[Region annotation records]
+ + + + +

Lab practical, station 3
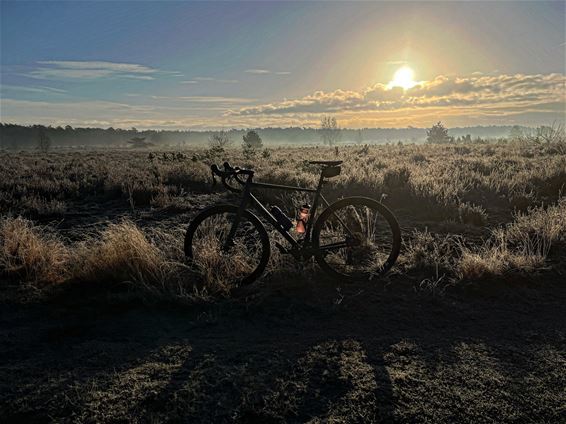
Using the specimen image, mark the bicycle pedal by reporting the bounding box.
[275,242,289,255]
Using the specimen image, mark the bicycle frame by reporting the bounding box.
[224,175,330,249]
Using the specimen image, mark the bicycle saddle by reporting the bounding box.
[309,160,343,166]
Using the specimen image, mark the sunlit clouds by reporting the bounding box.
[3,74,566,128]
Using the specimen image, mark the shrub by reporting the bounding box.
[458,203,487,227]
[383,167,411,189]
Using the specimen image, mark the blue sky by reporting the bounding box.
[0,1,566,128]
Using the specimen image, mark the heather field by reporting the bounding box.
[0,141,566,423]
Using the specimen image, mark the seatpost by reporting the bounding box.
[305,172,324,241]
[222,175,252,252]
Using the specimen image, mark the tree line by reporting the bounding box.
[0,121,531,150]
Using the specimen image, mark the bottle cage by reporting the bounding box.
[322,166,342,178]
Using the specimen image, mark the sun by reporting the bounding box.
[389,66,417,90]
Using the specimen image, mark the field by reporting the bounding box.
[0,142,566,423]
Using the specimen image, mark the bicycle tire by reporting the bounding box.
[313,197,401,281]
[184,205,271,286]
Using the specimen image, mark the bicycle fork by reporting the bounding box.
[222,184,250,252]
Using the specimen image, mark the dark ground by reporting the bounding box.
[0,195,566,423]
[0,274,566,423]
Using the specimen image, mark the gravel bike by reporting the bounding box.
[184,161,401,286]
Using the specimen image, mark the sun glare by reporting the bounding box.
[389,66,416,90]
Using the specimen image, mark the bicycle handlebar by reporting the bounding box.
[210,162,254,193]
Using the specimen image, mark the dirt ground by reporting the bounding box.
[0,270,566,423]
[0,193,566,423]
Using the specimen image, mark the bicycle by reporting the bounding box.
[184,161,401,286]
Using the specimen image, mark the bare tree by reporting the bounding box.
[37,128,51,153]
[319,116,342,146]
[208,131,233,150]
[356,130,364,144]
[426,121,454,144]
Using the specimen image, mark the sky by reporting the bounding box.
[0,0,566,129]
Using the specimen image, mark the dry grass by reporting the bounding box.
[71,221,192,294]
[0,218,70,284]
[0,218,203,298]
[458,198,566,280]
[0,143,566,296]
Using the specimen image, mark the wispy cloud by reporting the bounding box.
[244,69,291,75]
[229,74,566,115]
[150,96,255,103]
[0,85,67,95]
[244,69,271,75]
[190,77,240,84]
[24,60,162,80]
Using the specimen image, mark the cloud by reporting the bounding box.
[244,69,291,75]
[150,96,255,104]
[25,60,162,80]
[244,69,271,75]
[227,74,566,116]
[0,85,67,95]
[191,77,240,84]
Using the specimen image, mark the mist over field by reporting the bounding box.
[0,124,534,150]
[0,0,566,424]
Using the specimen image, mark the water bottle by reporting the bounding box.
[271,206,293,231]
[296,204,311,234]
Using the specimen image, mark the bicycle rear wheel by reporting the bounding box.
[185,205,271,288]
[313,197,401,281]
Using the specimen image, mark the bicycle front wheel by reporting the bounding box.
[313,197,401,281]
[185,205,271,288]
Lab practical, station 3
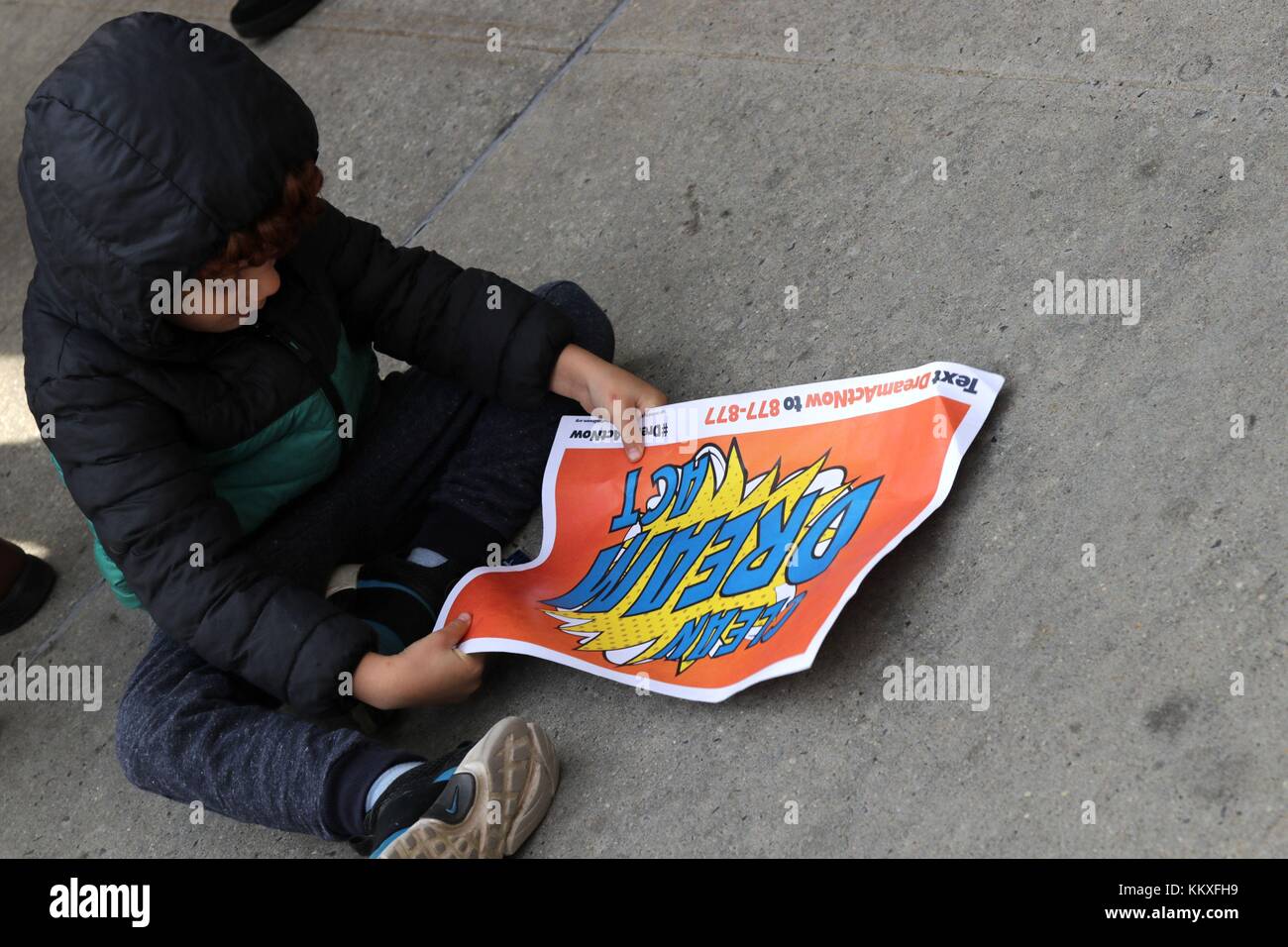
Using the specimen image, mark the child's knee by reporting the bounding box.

+ + + + +

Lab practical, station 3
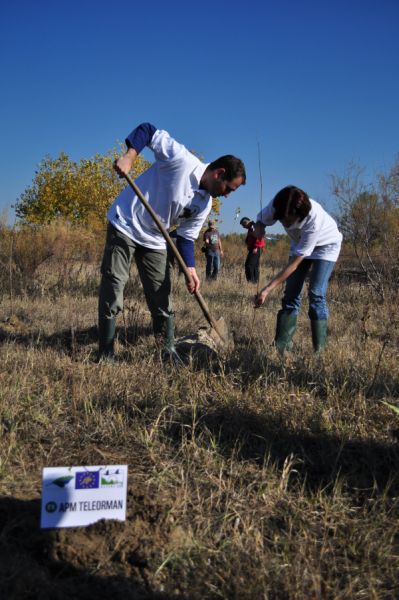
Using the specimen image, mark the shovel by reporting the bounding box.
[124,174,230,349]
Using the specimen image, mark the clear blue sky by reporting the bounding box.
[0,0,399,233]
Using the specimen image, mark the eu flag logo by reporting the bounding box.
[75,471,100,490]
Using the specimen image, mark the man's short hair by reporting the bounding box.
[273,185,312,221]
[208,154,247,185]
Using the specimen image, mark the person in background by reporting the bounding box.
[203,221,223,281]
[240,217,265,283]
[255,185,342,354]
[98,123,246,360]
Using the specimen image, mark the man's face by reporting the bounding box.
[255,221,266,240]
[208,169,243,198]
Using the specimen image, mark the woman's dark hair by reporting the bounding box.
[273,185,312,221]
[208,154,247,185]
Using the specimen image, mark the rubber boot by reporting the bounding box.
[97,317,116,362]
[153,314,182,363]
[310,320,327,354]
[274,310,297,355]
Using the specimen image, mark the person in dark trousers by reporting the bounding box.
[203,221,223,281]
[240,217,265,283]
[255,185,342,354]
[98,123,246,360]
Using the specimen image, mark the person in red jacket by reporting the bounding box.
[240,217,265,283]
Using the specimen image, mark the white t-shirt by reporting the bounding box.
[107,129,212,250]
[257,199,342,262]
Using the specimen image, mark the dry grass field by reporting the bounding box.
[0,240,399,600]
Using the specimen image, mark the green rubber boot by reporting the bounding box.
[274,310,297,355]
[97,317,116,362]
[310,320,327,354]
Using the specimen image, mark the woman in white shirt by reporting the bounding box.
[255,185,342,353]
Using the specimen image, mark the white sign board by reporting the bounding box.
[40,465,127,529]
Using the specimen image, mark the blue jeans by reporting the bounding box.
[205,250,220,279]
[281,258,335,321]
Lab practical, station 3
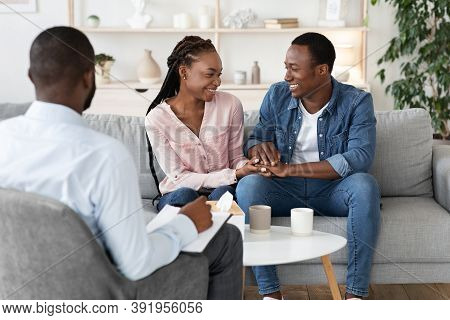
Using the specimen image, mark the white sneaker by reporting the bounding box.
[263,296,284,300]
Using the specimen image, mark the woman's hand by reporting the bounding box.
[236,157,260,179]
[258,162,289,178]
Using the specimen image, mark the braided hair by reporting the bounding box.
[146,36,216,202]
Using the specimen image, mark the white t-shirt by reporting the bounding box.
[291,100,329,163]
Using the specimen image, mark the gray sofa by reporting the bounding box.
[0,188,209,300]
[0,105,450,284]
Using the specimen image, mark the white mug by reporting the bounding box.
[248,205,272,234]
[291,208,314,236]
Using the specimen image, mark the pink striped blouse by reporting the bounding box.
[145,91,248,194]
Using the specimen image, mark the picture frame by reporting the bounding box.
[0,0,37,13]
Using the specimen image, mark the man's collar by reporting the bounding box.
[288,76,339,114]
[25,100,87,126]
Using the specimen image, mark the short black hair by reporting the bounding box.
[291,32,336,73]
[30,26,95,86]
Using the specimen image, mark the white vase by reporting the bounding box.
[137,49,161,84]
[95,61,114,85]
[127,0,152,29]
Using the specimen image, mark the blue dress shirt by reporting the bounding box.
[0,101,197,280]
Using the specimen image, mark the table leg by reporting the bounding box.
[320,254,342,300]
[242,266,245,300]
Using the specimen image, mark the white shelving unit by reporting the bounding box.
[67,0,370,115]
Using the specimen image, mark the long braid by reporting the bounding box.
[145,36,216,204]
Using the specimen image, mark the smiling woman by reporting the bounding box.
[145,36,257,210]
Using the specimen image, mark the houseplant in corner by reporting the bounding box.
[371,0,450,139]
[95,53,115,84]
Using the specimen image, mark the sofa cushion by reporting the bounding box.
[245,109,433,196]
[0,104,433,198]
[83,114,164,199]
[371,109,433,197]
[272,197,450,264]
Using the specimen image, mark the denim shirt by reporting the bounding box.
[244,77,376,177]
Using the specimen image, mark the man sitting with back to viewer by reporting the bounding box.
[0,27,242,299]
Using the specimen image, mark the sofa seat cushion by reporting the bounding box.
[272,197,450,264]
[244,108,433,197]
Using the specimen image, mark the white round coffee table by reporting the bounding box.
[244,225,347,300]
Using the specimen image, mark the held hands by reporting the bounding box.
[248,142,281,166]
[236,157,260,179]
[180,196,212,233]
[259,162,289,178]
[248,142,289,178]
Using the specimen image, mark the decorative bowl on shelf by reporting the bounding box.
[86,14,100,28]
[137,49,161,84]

+ + + + +

| What the task requires |
Could you lay out everything from the line containing "Using the specimen image, mark the blue sky" down to the line containing "[0,142,566,423]" as a numbered list, skipping any blank lines?

| Correct result |
1. Using the specimen image, mark the blue sky by reporting the bounding box.
2. [0,1,566,128]
3. Using the specimen image, mark the heather field by reporting the bounding box.
4. [0,141,566,423]
5. Using the specimen image, mark the seatpost by reporting the bounding box.
6. [305,172,324,241]
7. [222,175,252,252]
8. Using the specimen image, mark the tree line by reporting the bounding box.
9. [0,121,531,150]
10. Using the specimen image, mark the bottle cage by reporting the bounding box.
11. [322,166,342,178]
12. Using the specimen image, mark the sun by reporting the bounding box.
13. [389,66,417,90]
14. Using the specimen image, mark the field by reporting the bounding box.
15. [0,142,566,423]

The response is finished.